Your instructions:
Retype the listing without any alteration.

Material to process:
──────
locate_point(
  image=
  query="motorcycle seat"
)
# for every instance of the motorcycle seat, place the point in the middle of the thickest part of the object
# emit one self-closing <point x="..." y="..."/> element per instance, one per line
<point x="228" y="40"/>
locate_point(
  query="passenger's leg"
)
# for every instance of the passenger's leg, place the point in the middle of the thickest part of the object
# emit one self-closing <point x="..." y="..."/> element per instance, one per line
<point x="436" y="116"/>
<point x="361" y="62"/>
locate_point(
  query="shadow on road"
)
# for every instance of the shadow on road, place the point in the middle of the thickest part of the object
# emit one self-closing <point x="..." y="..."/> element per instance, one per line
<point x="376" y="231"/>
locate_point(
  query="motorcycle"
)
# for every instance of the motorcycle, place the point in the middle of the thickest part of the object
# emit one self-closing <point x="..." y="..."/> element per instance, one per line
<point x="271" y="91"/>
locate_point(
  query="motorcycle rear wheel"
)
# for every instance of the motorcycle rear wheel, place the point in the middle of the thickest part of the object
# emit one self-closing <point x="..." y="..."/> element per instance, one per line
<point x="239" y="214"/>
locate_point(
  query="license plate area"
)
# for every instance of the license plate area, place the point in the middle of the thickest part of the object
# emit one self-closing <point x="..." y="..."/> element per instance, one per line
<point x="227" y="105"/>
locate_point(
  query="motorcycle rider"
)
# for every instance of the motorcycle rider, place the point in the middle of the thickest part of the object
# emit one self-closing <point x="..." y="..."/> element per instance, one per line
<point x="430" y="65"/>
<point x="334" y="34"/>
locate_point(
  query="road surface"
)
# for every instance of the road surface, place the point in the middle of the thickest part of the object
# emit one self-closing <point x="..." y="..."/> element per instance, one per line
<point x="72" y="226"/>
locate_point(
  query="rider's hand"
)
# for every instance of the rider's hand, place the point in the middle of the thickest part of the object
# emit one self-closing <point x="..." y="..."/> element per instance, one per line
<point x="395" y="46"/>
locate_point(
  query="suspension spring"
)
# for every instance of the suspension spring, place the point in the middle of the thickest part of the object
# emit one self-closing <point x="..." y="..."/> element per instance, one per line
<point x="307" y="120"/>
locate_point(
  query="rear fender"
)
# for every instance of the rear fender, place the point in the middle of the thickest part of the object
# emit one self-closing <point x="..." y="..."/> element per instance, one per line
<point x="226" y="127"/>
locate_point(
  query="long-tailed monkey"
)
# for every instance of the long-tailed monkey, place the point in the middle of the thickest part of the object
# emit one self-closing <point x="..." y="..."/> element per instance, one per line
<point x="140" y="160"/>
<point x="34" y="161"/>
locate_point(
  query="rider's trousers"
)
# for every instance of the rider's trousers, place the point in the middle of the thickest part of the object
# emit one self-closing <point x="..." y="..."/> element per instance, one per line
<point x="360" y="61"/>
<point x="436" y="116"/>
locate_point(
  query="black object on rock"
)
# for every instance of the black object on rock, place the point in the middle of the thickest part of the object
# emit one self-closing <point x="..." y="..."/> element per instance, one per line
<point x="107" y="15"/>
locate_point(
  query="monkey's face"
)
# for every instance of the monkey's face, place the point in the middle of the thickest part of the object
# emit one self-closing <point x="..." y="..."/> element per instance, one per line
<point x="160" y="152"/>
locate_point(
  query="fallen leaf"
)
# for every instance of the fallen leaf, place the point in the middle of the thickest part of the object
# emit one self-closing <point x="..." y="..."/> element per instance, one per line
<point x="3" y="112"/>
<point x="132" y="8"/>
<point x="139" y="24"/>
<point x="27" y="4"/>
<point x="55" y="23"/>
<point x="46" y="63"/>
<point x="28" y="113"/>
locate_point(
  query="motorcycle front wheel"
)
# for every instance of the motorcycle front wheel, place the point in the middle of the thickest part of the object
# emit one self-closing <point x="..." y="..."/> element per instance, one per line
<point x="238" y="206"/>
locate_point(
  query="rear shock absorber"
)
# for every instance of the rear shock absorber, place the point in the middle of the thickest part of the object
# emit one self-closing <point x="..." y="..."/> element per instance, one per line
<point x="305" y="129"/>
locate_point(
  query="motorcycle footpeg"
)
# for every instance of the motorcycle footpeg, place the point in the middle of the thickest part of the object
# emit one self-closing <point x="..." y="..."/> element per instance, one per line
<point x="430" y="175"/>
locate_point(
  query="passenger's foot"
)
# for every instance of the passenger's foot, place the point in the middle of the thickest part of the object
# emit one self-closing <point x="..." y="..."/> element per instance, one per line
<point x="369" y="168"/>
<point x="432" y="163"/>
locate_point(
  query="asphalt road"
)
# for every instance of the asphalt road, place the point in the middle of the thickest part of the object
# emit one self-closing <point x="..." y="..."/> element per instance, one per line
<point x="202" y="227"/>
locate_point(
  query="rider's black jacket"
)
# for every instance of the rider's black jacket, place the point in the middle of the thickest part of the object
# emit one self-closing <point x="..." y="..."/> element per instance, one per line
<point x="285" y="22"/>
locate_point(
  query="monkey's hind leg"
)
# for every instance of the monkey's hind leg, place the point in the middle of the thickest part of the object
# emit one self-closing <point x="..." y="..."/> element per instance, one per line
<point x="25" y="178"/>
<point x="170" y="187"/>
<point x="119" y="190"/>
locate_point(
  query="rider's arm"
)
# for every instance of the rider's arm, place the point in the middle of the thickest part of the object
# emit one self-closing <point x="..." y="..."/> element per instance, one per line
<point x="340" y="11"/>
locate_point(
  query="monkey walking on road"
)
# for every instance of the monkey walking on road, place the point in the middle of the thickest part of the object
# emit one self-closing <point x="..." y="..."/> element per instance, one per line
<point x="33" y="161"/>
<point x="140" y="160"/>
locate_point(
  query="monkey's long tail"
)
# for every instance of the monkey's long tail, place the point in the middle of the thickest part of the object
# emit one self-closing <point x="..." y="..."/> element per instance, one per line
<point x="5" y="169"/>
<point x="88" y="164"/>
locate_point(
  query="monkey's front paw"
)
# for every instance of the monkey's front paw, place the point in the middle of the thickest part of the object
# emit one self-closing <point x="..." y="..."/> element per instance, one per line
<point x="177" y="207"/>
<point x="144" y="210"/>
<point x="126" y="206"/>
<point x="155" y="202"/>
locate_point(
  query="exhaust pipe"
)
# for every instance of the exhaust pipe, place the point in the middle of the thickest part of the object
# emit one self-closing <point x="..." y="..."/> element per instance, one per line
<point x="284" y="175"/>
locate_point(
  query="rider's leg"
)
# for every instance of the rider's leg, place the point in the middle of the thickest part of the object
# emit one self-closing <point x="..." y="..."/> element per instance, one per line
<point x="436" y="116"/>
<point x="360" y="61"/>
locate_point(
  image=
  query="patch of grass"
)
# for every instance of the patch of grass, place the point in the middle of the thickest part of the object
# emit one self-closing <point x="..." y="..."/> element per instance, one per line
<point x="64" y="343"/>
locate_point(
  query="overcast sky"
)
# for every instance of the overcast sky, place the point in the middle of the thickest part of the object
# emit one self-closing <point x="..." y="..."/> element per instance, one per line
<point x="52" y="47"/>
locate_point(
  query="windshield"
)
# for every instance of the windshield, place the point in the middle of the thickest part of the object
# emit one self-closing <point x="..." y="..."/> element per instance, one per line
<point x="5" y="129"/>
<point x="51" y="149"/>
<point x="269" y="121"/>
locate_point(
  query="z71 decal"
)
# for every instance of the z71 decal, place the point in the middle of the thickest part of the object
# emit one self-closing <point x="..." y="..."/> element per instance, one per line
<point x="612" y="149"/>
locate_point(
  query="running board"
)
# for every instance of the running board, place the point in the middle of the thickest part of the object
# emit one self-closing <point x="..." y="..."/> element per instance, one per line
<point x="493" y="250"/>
──────
Solved problem:
locate_point(
  image=
  query="motorcycle seat"
)
# for every instance of the motorcycle seat, place the point in the middle of the thickest part of the object
# emit one self-closing <point x="..." y="..."/> element per instance, one per line
<point x="228" y="40"/>
locate_point(
  query="passenger's leg"
)
# for every instance of the passenger's leg, place the point in the middle of the thickest part of the object
# emit one self-closing <point x="..." y="..."/> element per instance, one per line
<point x="436" y="116"/>
<point x="361" y="62"/>
locate_point(
  query="shadow on road"
)
# for every instance of the shadow on road, place the point in the middle of the thickest part of the object
# emit one self-closing <point x="..." y="..."/> element per instance, one per line
<point x="376" y="231"/>
locate_point(
  query="motorcycle"
)
# for every instance of the motorcycle, place the point in the middle of the thickest part of the object
# emit one self-closing <point x="..." y="..."/> element per instance, one per line
<point x="271" y="91"/>
locate_point(
  query="motorcycle rear wheel"
)
# for every instance of the motorcycle rear wheel, place the point in the middle of the thickest part of the object
# emit one self-closing <point x="..." y="..."/> element per instance, one per line
<point x="239" y="214"/>
locate_point(
  query="license plate area"
)
# for every instance of the license plate area, place the point in the middle of the thickest part of the object
# emit one self-closing <point x="..." y="..."/> element per instance, one per line
<point x="227" y="105"/>
locate_point(
  query="motorcycle rider"
)
# for every instance of the motorcycle rider, place the point in the middle of the thickest part of the object
# emit one self-closing <point x="..." y="..."/> element per instance, one per line
<point x="430" y="65"/>
<point x="334" y="34"/>
locate_point(
  query="road surface"
)
# for every instance of the road surface, place the point in the middle of the thickest part of the object
# emit one self-closing <point x="..." y="..."/> element per instance, one per line
<point x="72" y="226"/>
locate_point(
  query="rider's hand"
)
# for every instance of the rider's hand, place the point in the middle of the thickest part of the object
# emit one self-closing <point x="..." y="..."/> element per instance, one per line
<point x="395" y="46"/>
locate_point(
  query="suspension spring"
)
# for every instance of the suspension spring, place the point in the middle of the thickest part of the object
# emit one self-closing <point x="..." y="..."/> element per instance, one per line
<point x="307" y="120"/>
locate_point(
  query="rear fender"
)
# for every instance of the rear fender, place the point in the middle of the thickest part of the object
# emit one self-closing <point x="..." y="..."/> element per instance, one per line
<point x="226" y="127"/>
locate_point(
  query="long-tailed monkey"
)
# for every instance of the long-tailed monkey, place the point in the middle of the thickest part of the object
# emit one self-closing <point x="..." y="..."/> element per instance, one per line
<point x="140" y="160"/>
<point x="34" y="161"/>
locate_point(
  query="rider's trousers"
)
# for every instance of the rider's trousers, place the point in the middle of the thickest part of the object
# emit one self-closing <point x="..." y="..."/> element per instance, one per line
<point x="360" y="61"/>
<point x="436" y="116"/>
locate_point(
  query="black object on rock"
)
# for every instance of the black object on rock, place the point in the middle of the thickest part of the object
# emit one self-closing <point x="..." y="..."/> element per instance, one per line
<point x="107" y="15"/>
locate_point(
  query="monkey's face"
)
# for every instance of the monkey's face, place the point in the middle of the thickest part of the object
# emit one self-closing <point x="..." y="..."/> element per instance, one per line
<point x="160" y="152"/>
locate_point(
  query="fallen leaf"
)
# for every instance of the fallen leaf, place the point in the middle of the thickest part of the object
# emit one self-closing <point x="..." y="..."/> element per instance, one per line
<point x="3" y="112"/>
<point x="132" y="8"/>
<point x="139" y="24"/>
<point x="27" y="4"/>
<point x="55" y="23"/>
<point x="46" y="63"/>
<point x="28" y="113"/>
locate_point(
  query="motorcycle front wheel"
)
# for every instance of the motorcycle front wheel, place the point in the middle of the thickest part of the object
# emit one self-closing <point x="..." y="..."/> element per instance, one per line
<point x="238" y="206"/>
locate_point(
  query="rear shock absorber"
)
# for every instance of the rear shock absorber, place the point in the middle of the thickest part of the object
# emit one self-closing <point x="..." y="..."/> element per instance, one per line
<point x="305" y="129"/>
locate_point(
  query="motorcycle footpeg"
)
# for every instance of the motorcycle footpeg, place the point in the middle of the thickest part of the object
# emit one self-closing <point x="..." y="..."/> element per instance, one per line
<point x="430" y="175"/>
locate_point(
  query="passenger's foot"
)
# for every instance of the passenger's foot, place the point in the middle of the thickest part of the object
# emit one self-closing <point x="..." y="..."/> element per instance, one per line
<point x="369" y="168"/>
<point x="432" y="163"/>
locate_point(
  query="asphalt road"
)
# for every instance of the asphalt road, place the point in the middle of the thickest part of the object
# emit one self-closing <point x="..." y="..."/> element per instance, one per line
<point x="202" y="227"/>
locate_point(
  query="rider's black jacket"
)
# for every instance of the rider's black jacket, place the point in the middle of the thickest part of the object
# emit one self-closing <point x="..." y="..."/> element per instance, one per line
<point x="285" y="22"/>
locate_point(
  query="monkey's hind leg"
)
# for every instance of the monkey's hind leg, place the point in the middle of the thickest part of the object
# emit one self-closing <point x="..." y="..."/> element per instance, one per line
<point x="25" y="178"/>
<point x="170" y="187"/>
<point x="119" y="190"/>
locate_point(
  query="rider's arm"
)
# for every instance of the rider's arm, place the point in the middle of the thickest part of the object
# emit one self-closing <point x="..." y="..."/> element per instance, one per line
<point x="340" y="11"/>
locate_point(
  query="monkey walking on road"
)
# for every instance of the monkey walking on road, place the point in the middle of the thickest part of the object
# emit one self-closing <point x="..." y="..."/> element per instance, one per line
<point x="33" y="161"/>
<point x="140" y="160"/>
locate_point(
  query="monkey's long tail"
)
# for every instance of the monkey's long tail, place the point in the middle of the thickest part of the object
# emit one self-closing <point x="..." y="..."/> element per instance, one per line
<point x="5" y="169"/>
<point x="88" y="164"/>
locate_point(
  query="monkey's front paw"
)
# for every instance of the monkey's front paw, place the point in the middle of the thickest part of the object
# emit one self-closing <point x="..." y="..."/> element per instance, one per line
<point x="177" y="207"/>
<point x="144" y="210"/>
<point x="126" y="206"/>
<point x="155" y="202"/>
locate_point(
  query="exhaust pipe"
)
# for every instance of the exhaust pipe, place the point in the middle of the thickest part of the object
# emit one self-closing <point x="..." y="..."/> element per instance, one per line
<point x="284" y="175"/>
locate_point(
  query="rider's leg"
)
# for every instance of the rider's leg, place the point in the middle of the thickest part of the object
# emit one self-closing <point x="..." y="..."/> element per instance, one per line
<point x="436" y="116"/>
<point x="360" y="61"/>
locate_point(
  image=
  query="patch of grass"
)
# for every instance of the patch of grass, place the point in the middle of the thickest part of the object
# emit one self-closing <point x="..." y="..."/> element per instance, one per line
<point x="64" y="343"/>
locate_point(
  query="overcast sky"
)
# for every instance of the overcast sky, place the point in the middle of the thickest part of the object
# emit one self-closing <point x="..." y="..."/> element per instance, one per line
<point x="52" y="47"/>
locate_point(
  query="windshield"
)
# for every instance of the windshield, place the point in the middle of the thickest part of the object
# emit one self-closing <point x="..." y="..."/> element per instance, one per line
<point x="5" y="129"/>
<point x="51" y="149"/>
<point x="269" y="121"/>
locate_point(
  query="z71 decal"
)
# for every instance of the z71 decal, place the point in the middle of the thickest part of the object
# emit one self-closing <point x="..." y="..."/> element per instance, one per line
<point x="612" y="149"/>
locate_point(
  query="running board"
)
# for every instance of the running board, place the point in the middle of the thickest part of the object
# emit one self-closing <point x="..." y="..."/> element per instance, one per line
<point x="493" y="250"/>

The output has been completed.